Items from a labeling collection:
>>>

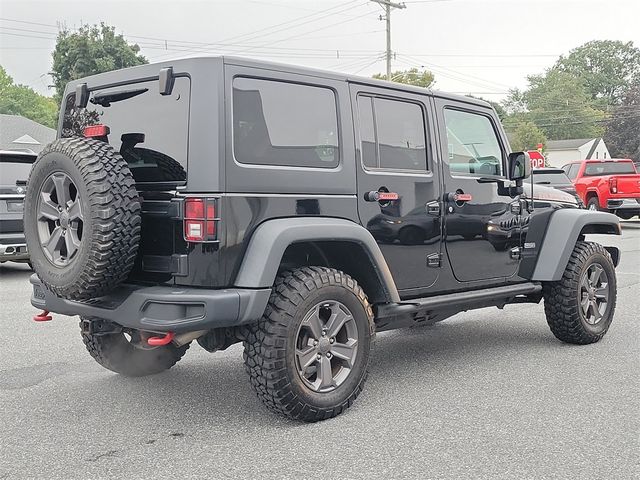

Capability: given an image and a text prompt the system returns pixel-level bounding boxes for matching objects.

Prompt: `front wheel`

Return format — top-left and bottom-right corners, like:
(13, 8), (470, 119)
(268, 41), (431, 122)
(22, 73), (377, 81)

(244, 267), (373, 422)
(543, 242), (617, 345)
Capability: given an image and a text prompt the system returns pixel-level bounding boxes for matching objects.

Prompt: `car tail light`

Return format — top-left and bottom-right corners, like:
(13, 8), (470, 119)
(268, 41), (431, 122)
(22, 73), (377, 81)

(83, 125), (110, 138)
(184, 197), (218, 242)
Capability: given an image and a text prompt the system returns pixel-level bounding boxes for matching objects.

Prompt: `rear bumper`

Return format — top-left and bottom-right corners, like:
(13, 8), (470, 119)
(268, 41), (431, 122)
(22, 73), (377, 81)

(30, 274), (271, 333)
(607, 198), (640, 213)
(0, 238), (29, 262)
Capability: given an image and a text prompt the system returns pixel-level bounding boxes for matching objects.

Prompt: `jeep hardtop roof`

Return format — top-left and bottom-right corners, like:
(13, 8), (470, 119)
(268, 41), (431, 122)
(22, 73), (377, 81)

(60, 55), (491, 108)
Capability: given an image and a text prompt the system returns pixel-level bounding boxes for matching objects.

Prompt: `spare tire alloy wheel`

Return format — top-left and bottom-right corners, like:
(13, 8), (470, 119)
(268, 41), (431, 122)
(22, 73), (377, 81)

(24, 137), (141, 300)
(37, 172), (84, 267)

<<<

[What to produce]
Give every line of the listing above as a numbered list, skipping blank lines and leaving out the pictures.

[Correct response]
1. Capability: given an image and a text prompt the system returns pixel-level bounding boxes for matching objects.
2. Prompt: `front wheel`
3. Return format — top-left and bottom-right corners, like:
4. (13, 8), (470, 119)
5. (268, 41), (431, 122)
6. (22, 73), (377, 81)
7. (244, 267), (373, 422)
8. (543, 242), (617, 345)
9. Capability: given an image and a text prompt the system returns pixel-level bounding boxes for matching objects.
10. Prompt: `car tail light`
11. Return format — top-left and bottom-right corners, like:
12. (13, 8), (470, 119)
13. (268, 41), (431, 122)
14. (22, 73), (377, 81)
15. (83, 125), (110, 138)
16. (184, 197), (218, 242)
17. Capability: given an image and a text prompt the system returns pixel-level bounding boxes for matching objects.
18. Prompt: `rear bumper`
19. Return format — top-left and bottom-right corners, like:
20. (13, 8), (470, 119)
21. (268, 41), (431, 122)
22. (22, 73), (377, 81)
23. (30, 274), (271, 333)
24. (607, 198), (640, 213)
25. (0, 238), (29, 262)
26. Capability: given an image and a text prompt the system returns pixel-level bounding boxes for matching objects.
27. Prompt: `jeep hardtop roof`
28. Return format — top-left and bottom-right corners, like:
29. (13, 8), (470, 119)
30. (268, 41), (431, 122)
31. (22, 73), (377, 81)
32. (60, 55), (491, 108)
33. Capability: given an image and a text prompt the system returns pixel-level bounding boxes for matching objects.
34. Prompt: `spare tire alloy wheel`
35. Return format — top-left and bottom-right corners, like:
36. (13, 8), (470, 119)
37. (268, 41), (431, 122)
38. (22, 73), (377, 81)
39. (24, 137), (141, 300)
40. (37, 172), (84, 267)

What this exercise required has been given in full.